= Activity 1 =
In the post about cooking with curry leaves, why does the writer heat spices and curry leaves in oil before adding the other ingredients? Answer in one to three sentences.
--- Exercise passage ---
Saturday, October 27, 2012

vegan mofo :: cooking with curry leaves

A delicious, sweet-potato based curry. I used toasted curry leaves as a flavor base.
Whenever I see fresh curry leaves at my local produce market, as I did last week, I do a little happy dance. Since they are not always available, I take it as a sign from the kitchen gods that it's time to put together my favorite South Indian veggie curry – which honestly changes a bit each time I make it. This aligns perfectly with my Back to Basics Vegan MoFo theme; recipes are not rigid rules to follow – they are simply culinary lighthouses that help us find our way. 

First, let's get one thing straight: curry leaves and curry powder are two completely different foodstuffs, like apples and oranges. Curry leaves have a smoky-sour taste, ever-so-faintly reminiscent of limes. It's commonly used in Southern Indian and Sri Lankan cuisine. I like to use it contrasted against sweeter ingredients like sweet potatoes and onions. The "curry" most of us knows is a powder blend of spices like turmeric, garam masala, etc. There are Indian, Thai and Caribbean versions – all of which are different. A few curry powders may contain ground-up curry leaves, but most do not. 

$1.99 is not bad for urban curry leaves, all things considered.
I'm no Indian cooking expert, but I have learned over years of trial and error that pre-roasting spices and flavoring heated oils with your own spice blends infuses the dish with a much greater depth of flavor than just throwing everything into the pot at once. You simply place the spices/seeds/leaves in a hot pan and heat them for a few minutes with oil. That's what I usually do with curry leaves.


Curry leaves look so much prettier when freed from their Styrofoam containers.
Unpackaged, curry leaves look somewhat illicit, sort of like the coca leaves Peruvians use to make tea [Yes, some people use coca leaves to make cocaine, but coca leaves are to cocaine like poppy seeds, of bagel fame, are to opium].


Freeze your assets.
Did you know you can actually freeze curry leaves? They keep forever [well, more like 6 months] in a tightly sealed baggy. You can just pluck out a few leaves as you need them.


South-Indian Inspired Mixed Vegetable Curry – naturally vegan 

I made this curry earlier in the week. My my dear amiga Violet came over for dinner and we gobbled it up. Don't be afraid to use other vegetables than the ones I've listed. But if you can't use the sweet potato, I strongly suggest substituting at least one sweet vegetable, like pumpkin, carrot or even a not-quite-ripe plantain, to highlight the curry leaves' subtle signature pucker.
---
= Activity 2 =
Render the part of the records that opens with the line containing "109L30 108L23 102L7" and runs through the end of the records as a JSON list of strings. Give one string per line and leave out blank lines.
--- Available data ---
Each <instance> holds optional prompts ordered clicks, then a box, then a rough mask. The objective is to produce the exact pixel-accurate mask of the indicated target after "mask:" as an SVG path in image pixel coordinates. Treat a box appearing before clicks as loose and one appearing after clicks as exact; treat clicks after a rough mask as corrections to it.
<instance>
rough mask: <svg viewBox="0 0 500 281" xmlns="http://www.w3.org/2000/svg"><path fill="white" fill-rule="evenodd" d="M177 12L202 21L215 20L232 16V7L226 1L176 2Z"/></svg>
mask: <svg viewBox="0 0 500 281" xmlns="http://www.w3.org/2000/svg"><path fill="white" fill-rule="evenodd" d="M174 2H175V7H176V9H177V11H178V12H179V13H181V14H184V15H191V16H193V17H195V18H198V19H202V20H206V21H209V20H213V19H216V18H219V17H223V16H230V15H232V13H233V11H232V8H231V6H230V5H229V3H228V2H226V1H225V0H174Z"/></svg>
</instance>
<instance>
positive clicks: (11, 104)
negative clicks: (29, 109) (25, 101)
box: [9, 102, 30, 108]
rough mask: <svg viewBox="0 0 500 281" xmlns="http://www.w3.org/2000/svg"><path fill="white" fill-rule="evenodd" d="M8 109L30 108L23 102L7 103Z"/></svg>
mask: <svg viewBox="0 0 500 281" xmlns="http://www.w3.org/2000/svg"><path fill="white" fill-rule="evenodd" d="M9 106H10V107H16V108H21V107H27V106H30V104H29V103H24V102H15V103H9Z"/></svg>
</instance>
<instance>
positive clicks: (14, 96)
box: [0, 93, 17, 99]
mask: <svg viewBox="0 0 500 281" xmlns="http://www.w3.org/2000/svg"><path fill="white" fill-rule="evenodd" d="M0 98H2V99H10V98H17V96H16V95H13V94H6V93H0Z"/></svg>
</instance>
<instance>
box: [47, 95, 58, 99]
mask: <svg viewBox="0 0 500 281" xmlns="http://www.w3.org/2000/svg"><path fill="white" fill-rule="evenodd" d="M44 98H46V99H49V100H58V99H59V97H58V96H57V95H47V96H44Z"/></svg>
---
= Reply 1 =
The writer has learned through years of trial and error that pre-roasting spices and flavoring heated oil with your own spice blends gives the dish much greater depth of flavor. Throwing everything into the pot at once does not give the same result.

= Reply 2 =
[
  "rough mask: <svg viewBox=\"0 0 500 281\" xmlns=\"http://www.w3.org/2000/svg\"><path fill=\"white\" fill-rule=\"evenodd\" d=\"M8 109L30 108L23 102L7 103Z\"/></svg>",
  "mask: <svg viewBox=\"0 0 500 281\" xmlns=\"http://www.w3.org/2000/svg\"><path fill=\"white\" fill-rule=\"evenodd\" d=\"M9 106H10V107H16V108H21V107H27V106H30V104H29V103H24V102H15V103H9Z\"/></svg>",
  "</instance>",
  "<instance>",
  "positive clicks: (14, 96)",
  "box: [0, 93, 17, 99]",
  "mask: <svg viewBox=\"0 0 500 281\" xmlns=\"http://www.w3.org/2000/svg\"><path fill=\"white\" fill-rule=\"evenodd\" d=\"M0 98H2V99H10V98H17V96H16V95H13V94H6V93H0Z\"/></svg>",
  "</instance>",
  "<instance>",
  "box: [47, 95, 58, 99]",
  "mask: <svg viewBox=\"0 0 500 281\" xmlns=\"http://www.w3.org/2000/svg\"><path fill=\"white\" fill-rule=\"evenodd\" d=\"M44 98H46V99H49V100H58V99H59V97H58V96H57V95H47V96H44Z\"/></svg>"
]